Start Excerpted records

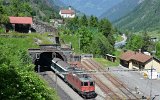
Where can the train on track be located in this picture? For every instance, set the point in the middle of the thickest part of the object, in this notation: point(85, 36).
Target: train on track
point(82, 83)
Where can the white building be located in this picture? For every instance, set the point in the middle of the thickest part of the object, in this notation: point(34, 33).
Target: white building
point(67, 13)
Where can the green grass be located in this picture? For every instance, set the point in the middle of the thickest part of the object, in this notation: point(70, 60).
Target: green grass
point(16, 69)
point(119, 38)
point(71, 39)
point(106, 63)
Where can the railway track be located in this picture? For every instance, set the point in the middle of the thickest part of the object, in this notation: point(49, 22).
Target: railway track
point(113, 80)
point(110, 95)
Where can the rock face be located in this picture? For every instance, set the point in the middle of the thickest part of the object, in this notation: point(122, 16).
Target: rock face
point(41, 27)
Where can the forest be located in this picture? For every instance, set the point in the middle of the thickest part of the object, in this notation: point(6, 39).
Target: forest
point(95, 36)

End Excerpted records

### [Written task]
Render every line of the entries above as a JSON list of strings, one string per line, with blank lines omitted and the pictures left out.

### [Worked answer]
[
  "Where can the train on track be located in this picture? For every instance, set the point in the middle of the thickest part of the object, in this notation: point(85, 36).",
  "Target: train on track",
  "point(82, 83)",
  "Where can the white building be located in this picture? For every instance, set the point in the middle of the thickest part of the object, in this notation: point(34, 33).",
  "Target: white building",
  "point(67, 13)",
  "Where can the green grass be located in this picture? For every instance, set the point in the middle of the thickest part of the object, in this notation: point(70, 60).",
  "Target: green grass",
  "point(16, 69)",
  "point(119, 38)",
  "point(71, 39)",
  "point(106, 63)",
  "Where can the railway track be located in this picture? For every instance, set the point in the middle of the thickest part of the object, in this notation: point(49, 22).",
  "Target: railway track",
  "point(113, 80)",
  "point(110, 95)",
  "Where can the rock face be located in this picture? For every instance, set the point in the middle of the thickest part of the object, in this notation: point(122, 16).",
  "Target: rock face",
  "point(41, 27)",
  "Where can the forest be located in this picture? For every instance, set the point in the middle of the thickest part of the object, in this notation: point(6, 39).",
  "Target: forest",
  "point(95, 36)"
]